[DATA ENTRIES start]

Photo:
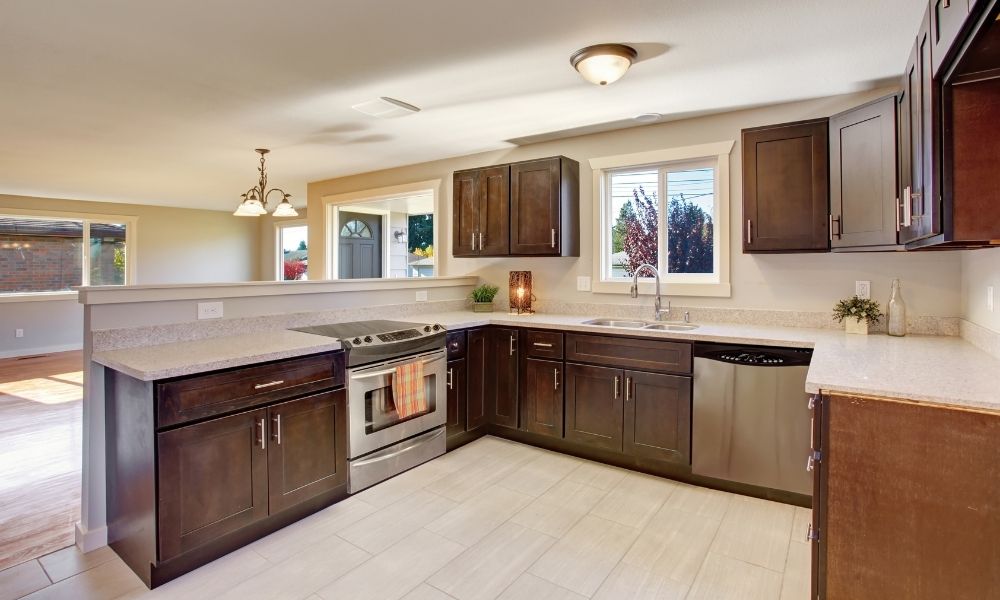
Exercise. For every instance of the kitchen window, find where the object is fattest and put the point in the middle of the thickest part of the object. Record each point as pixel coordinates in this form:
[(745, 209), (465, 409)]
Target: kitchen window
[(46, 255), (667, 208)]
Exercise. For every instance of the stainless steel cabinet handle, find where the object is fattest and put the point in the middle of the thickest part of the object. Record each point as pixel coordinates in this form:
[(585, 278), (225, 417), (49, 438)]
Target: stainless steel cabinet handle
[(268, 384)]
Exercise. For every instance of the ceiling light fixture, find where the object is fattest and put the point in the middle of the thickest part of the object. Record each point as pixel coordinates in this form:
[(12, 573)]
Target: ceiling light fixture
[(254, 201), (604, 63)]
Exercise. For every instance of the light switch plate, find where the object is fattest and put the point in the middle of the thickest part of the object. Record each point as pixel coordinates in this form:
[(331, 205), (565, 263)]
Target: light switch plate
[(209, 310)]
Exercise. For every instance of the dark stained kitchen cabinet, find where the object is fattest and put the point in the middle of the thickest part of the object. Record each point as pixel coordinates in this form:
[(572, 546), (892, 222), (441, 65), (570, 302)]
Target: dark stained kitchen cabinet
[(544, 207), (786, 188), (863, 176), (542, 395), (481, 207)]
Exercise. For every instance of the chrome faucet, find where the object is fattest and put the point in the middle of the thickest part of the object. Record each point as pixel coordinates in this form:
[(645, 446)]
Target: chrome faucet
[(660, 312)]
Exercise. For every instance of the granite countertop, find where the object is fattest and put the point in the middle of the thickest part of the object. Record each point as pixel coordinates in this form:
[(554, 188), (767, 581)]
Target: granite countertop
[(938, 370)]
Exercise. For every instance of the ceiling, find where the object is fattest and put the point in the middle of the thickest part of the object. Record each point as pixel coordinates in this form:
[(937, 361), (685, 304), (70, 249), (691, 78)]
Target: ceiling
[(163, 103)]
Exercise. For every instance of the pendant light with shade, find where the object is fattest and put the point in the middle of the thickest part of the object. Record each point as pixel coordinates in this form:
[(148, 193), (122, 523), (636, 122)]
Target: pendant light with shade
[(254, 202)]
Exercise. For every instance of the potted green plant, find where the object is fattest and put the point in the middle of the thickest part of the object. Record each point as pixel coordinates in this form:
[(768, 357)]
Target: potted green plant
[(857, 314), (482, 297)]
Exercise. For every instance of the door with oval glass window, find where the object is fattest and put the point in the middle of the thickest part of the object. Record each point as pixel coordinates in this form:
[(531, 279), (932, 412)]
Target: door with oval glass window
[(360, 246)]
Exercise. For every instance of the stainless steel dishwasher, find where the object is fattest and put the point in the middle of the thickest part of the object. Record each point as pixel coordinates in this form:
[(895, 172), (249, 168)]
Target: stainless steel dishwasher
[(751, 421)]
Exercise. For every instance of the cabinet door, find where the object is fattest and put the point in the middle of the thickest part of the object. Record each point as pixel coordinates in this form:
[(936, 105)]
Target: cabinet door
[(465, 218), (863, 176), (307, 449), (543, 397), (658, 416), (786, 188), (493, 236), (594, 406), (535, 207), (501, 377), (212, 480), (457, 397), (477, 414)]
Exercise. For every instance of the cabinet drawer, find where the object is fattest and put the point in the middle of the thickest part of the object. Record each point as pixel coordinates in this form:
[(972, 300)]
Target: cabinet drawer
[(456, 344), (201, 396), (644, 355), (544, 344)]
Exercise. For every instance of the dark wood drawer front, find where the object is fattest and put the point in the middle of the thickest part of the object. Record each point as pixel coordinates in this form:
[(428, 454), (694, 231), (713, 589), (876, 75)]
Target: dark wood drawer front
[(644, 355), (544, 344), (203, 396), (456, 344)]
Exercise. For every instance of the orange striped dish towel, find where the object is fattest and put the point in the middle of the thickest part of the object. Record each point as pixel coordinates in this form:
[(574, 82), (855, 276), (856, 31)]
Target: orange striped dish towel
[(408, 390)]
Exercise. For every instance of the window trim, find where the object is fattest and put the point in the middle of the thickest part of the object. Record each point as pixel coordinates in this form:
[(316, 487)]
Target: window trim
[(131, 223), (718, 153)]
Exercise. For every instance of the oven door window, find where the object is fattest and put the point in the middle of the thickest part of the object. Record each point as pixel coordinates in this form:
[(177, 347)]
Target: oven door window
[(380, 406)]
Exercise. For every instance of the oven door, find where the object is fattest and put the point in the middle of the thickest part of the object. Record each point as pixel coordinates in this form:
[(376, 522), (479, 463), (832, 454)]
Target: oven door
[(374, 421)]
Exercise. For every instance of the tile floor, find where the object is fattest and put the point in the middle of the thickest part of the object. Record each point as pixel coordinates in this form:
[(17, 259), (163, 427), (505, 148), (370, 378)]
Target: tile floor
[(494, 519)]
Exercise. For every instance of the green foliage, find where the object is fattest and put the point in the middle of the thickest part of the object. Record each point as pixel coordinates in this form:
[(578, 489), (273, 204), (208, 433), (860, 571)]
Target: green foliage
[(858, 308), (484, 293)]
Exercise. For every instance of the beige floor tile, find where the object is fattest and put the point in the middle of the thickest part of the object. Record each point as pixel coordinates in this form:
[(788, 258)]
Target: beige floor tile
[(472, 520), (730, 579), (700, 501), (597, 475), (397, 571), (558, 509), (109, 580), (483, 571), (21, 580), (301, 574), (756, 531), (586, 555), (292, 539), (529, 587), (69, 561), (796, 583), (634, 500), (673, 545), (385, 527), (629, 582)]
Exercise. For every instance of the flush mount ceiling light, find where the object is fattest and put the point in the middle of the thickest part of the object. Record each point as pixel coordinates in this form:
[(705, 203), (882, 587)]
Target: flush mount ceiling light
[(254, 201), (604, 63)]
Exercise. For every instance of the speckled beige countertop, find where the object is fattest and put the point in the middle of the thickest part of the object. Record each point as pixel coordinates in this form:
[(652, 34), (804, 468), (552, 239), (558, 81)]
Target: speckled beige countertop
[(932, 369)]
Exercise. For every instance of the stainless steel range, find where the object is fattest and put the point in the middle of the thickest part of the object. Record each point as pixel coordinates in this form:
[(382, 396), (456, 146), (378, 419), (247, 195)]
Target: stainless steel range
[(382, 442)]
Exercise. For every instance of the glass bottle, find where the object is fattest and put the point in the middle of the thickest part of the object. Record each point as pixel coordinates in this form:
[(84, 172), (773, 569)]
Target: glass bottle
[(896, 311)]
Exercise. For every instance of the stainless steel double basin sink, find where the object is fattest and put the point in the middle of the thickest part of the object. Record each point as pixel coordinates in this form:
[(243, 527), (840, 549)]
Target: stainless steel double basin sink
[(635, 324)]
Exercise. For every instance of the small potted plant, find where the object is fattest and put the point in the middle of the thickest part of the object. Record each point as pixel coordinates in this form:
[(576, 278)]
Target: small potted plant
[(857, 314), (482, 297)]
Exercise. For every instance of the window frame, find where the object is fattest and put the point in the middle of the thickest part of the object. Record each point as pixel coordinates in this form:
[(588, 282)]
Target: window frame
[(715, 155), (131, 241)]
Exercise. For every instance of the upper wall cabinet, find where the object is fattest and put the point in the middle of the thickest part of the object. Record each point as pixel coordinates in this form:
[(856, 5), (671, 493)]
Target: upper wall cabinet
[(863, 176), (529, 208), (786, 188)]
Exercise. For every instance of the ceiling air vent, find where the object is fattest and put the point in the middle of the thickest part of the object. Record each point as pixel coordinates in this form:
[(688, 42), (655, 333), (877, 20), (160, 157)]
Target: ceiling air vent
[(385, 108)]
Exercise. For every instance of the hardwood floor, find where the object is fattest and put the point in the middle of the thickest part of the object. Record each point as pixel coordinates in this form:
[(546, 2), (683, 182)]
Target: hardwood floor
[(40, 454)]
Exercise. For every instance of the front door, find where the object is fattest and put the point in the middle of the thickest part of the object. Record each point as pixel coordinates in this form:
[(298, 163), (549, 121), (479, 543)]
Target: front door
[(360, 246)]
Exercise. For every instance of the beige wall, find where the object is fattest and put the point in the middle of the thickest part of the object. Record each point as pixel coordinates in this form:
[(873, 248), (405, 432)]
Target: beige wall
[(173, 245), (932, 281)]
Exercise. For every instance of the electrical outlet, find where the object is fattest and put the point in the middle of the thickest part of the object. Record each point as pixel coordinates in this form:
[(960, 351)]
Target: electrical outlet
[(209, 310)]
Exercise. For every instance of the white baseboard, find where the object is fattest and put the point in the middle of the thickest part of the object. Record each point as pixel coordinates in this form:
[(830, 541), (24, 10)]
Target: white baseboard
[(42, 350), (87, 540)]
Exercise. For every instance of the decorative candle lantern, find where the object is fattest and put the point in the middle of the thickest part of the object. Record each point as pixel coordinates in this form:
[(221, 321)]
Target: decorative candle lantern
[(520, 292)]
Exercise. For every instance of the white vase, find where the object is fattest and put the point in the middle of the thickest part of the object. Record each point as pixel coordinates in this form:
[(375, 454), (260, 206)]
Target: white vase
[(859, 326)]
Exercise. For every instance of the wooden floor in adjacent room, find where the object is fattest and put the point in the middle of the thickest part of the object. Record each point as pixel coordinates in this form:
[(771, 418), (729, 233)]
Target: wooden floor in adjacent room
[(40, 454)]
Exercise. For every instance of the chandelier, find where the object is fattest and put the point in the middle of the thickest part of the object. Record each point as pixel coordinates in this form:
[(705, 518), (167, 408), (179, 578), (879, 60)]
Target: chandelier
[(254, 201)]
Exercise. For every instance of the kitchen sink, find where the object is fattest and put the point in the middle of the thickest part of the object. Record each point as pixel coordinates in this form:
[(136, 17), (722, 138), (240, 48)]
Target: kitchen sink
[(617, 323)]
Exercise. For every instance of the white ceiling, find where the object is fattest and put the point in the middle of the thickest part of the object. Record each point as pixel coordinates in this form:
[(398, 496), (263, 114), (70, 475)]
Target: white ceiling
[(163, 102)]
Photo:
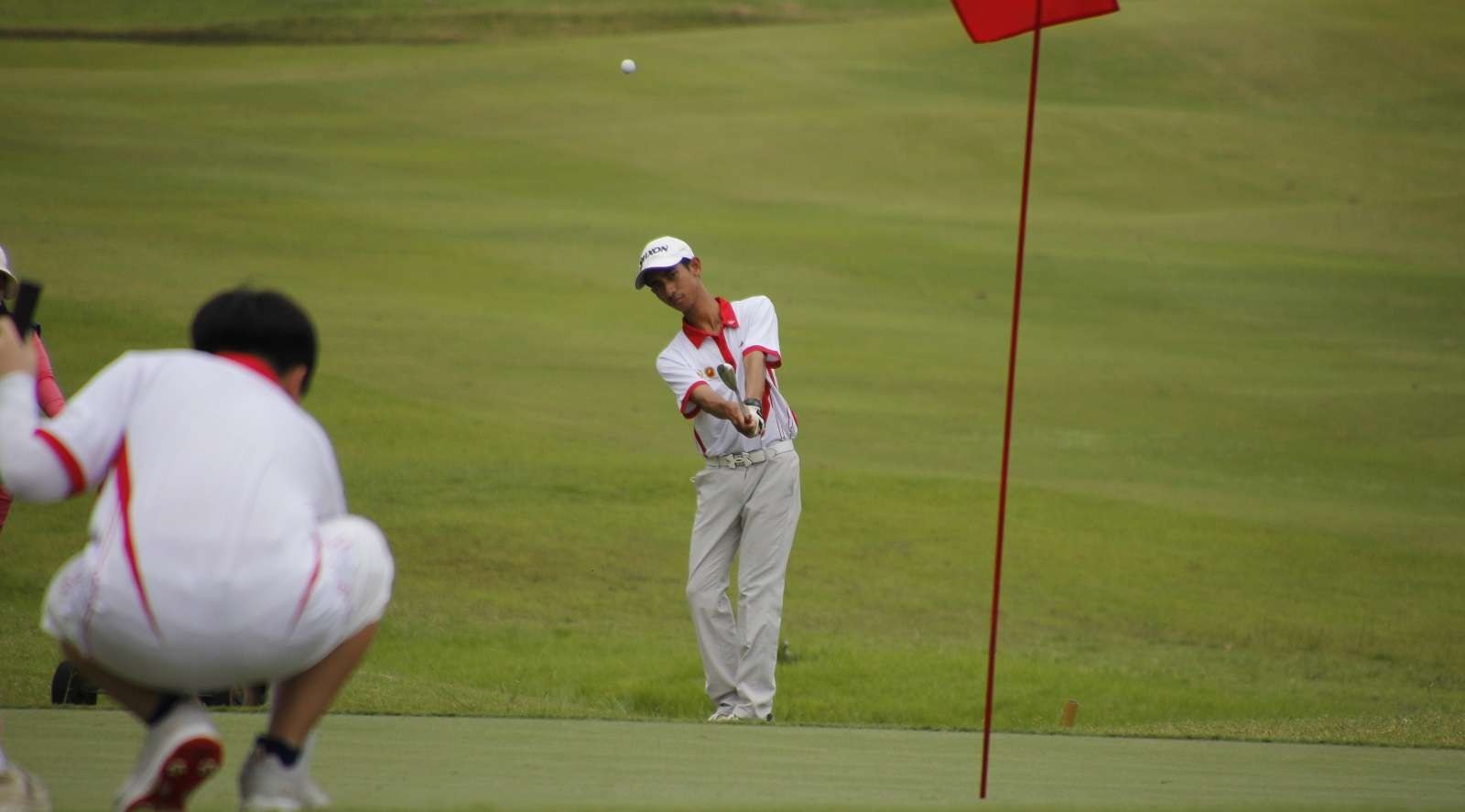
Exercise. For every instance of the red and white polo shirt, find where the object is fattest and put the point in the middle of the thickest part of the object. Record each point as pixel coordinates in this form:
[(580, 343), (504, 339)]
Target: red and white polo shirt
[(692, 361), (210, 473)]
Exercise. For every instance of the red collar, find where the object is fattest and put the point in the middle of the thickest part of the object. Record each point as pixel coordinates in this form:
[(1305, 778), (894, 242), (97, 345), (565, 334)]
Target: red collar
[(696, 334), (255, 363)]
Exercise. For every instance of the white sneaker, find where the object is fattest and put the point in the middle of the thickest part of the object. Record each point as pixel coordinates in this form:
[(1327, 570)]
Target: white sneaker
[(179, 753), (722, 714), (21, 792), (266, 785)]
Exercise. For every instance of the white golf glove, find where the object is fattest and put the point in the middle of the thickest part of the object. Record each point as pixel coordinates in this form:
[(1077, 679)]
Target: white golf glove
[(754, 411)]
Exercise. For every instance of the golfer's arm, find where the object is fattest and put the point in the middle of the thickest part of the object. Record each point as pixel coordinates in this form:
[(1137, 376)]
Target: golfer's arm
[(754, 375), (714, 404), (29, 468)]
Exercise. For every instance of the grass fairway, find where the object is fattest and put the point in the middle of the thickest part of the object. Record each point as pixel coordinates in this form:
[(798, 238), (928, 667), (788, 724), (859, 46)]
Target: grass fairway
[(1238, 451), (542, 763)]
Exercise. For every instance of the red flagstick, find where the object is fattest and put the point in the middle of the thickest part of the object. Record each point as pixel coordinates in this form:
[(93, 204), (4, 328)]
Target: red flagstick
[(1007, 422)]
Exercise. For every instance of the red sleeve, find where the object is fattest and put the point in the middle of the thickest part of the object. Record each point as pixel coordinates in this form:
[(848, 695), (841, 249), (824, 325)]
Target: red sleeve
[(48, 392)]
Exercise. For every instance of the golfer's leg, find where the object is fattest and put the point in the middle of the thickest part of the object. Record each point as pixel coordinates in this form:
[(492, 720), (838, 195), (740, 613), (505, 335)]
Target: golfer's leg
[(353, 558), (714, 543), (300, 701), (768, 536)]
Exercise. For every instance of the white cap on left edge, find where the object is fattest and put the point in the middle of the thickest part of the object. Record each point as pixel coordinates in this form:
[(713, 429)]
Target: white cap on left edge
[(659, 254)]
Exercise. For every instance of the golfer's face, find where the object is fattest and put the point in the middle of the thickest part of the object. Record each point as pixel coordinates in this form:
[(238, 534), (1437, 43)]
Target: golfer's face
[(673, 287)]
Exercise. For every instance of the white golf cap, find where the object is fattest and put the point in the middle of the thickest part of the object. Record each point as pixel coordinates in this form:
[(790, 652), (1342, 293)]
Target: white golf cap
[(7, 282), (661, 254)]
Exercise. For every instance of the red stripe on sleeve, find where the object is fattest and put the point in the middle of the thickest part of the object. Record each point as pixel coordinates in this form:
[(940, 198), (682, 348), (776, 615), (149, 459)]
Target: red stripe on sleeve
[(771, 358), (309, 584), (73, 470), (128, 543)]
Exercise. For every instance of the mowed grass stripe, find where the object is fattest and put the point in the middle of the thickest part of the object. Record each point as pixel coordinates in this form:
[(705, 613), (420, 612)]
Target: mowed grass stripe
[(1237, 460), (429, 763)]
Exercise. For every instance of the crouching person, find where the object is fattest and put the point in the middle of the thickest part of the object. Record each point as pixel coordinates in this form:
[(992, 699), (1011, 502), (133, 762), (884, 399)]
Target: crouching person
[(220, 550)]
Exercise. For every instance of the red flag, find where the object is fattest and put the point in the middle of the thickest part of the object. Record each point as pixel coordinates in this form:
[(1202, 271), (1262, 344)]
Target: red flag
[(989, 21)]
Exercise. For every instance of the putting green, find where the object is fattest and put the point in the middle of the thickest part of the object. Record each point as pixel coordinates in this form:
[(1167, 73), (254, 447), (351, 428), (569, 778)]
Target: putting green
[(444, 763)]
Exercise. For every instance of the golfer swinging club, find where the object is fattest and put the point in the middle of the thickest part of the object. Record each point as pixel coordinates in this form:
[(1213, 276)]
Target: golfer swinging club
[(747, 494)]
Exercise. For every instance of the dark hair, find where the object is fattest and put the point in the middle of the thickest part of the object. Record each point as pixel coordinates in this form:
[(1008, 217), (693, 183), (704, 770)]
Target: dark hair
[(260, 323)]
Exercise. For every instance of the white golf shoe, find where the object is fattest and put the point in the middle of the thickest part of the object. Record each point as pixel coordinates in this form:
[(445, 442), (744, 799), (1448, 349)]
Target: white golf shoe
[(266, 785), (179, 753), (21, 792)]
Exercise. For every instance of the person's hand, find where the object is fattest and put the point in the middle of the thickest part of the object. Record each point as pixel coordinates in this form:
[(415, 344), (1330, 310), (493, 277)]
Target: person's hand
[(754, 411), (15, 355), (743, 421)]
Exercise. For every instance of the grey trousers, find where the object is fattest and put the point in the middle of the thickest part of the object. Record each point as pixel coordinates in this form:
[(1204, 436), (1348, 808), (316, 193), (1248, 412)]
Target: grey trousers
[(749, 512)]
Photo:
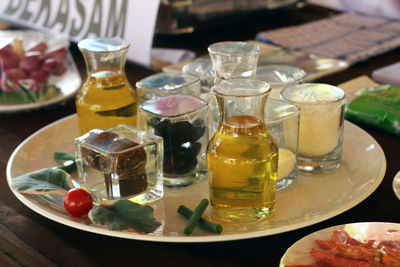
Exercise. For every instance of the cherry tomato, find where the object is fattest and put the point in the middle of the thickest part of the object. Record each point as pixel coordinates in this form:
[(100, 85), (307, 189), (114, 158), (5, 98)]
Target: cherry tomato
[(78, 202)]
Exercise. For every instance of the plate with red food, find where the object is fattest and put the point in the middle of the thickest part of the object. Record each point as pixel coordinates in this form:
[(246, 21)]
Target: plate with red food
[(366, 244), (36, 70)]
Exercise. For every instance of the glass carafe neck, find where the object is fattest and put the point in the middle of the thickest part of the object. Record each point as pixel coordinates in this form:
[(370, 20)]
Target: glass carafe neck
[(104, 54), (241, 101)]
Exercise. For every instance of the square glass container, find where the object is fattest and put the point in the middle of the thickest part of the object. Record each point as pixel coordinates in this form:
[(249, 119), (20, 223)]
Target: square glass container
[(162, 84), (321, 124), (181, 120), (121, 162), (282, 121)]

[DATA ENTRIES end]

Update the lines starting with the line that contains "Exercise. For every instance of the oven door window, find" and going on through the line that contains "[(374, 421)]", changing "fattest" to "widest" and leaving all else unchanged. Give only those lines.

Exercise. For every instance of the oven door window, find where the object is widest and put the point in the middle of the thickest part of the object. Record each point as pixel coordinates in this form:
[(177, 347)]
Target: oven door window
[(380, 406)]
Exercise. For every instance of the oven door, find where the object is widest and put the point in the middle of the thickest part of the object. Record each point as pixel coordinates in this form:
[(376, 522), (479, 463), (832, 454)]
Target: oven door
[(374, 421)]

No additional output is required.